▶ What is needed:
Please identify each line in the listing below that contains the string "tree" and copy those lines in full.

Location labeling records
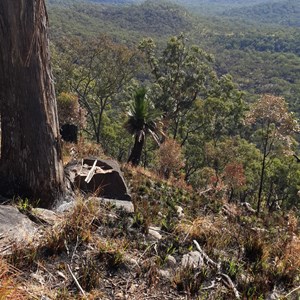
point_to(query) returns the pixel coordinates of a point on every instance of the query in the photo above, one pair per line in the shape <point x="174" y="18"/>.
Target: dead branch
<point x="226" y="279"/>
<point x="76" y="282"/>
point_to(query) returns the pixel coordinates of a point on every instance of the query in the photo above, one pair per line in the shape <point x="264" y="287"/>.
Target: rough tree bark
<point x="30" y="164"/>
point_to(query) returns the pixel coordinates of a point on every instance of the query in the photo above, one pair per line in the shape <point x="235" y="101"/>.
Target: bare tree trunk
<point x="30" y="163"/>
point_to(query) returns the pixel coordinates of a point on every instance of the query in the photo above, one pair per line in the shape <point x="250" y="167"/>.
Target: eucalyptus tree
<point x="31" y="162"/>
<point x="97" y="70"/>
<point x="274" y="126"/>
<point x="180" y="74"/>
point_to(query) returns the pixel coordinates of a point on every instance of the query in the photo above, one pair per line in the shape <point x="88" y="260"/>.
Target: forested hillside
<point x="284" y="13"/>
<point x="261" y="59"/>
<point x="178" y="128"/>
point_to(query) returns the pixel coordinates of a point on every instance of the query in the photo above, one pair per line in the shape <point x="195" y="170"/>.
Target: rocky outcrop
<point x="15" y="227"/>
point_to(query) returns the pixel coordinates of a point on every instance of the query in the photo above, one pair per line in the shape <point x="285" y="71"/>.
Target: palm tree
<point x="142" y="120"/>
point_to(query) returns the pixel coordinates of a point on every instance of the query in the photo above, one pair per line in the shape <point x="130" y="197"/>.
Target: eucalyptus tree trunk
<point x="30" y="164"/>
<point x="136" y="152"/>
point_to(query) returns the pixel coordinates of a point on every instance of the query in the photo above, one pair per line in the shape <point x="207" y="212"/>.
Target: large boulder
<point x="15" y="227"/>
<point x="98" y="177"/>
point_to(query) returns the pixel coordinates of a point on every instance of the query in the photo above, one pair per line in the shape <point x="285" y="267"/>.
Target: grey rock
<point x="170" y="261"/>
<point x="192" y="259"/>
<point x="15" y="227"/>
<point x="48" y="216"/>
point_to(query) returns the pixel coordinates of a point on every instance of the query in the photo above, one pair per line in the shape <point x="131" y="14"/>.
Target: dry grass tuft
<point x="9" y="288"/>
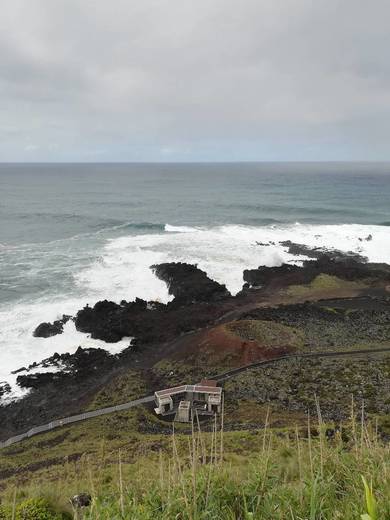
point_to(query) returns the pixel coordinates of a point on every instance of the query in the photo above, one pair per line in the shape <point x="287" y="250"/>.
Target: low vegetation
<point x="312" y="472"/>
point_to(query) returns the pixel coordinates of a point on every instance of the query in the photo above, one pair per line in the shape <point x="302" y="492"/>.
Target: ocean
<point x="72" y="234"/>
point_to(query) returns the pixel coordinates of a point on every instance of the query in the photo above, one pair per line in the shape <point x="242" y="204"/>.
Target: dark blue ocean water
<point x="76" y="233"/>
<point x="44" y="202"/>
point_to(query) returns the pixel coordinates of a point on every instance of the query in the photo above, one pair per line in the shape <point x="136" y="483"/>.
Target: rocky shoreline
<point x="198" y="304"/>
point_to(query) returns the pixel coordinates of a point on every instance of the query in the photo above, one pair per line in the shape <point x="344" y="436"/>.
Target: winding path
<point x="148" y="399"/>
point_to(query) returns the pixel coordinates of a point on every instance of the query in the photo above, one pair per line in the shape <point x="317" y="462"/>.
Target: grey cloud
<point x="188" y="80"/>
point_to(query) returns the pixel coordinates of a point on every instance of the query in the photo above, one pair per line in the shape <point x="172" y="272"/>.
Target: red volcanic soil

▶ Output:
Target: rough tree bark
Target: bare tree trunk
Target: eucalyptus tree
Target: palm tree
Target: eucalyptus tree trunk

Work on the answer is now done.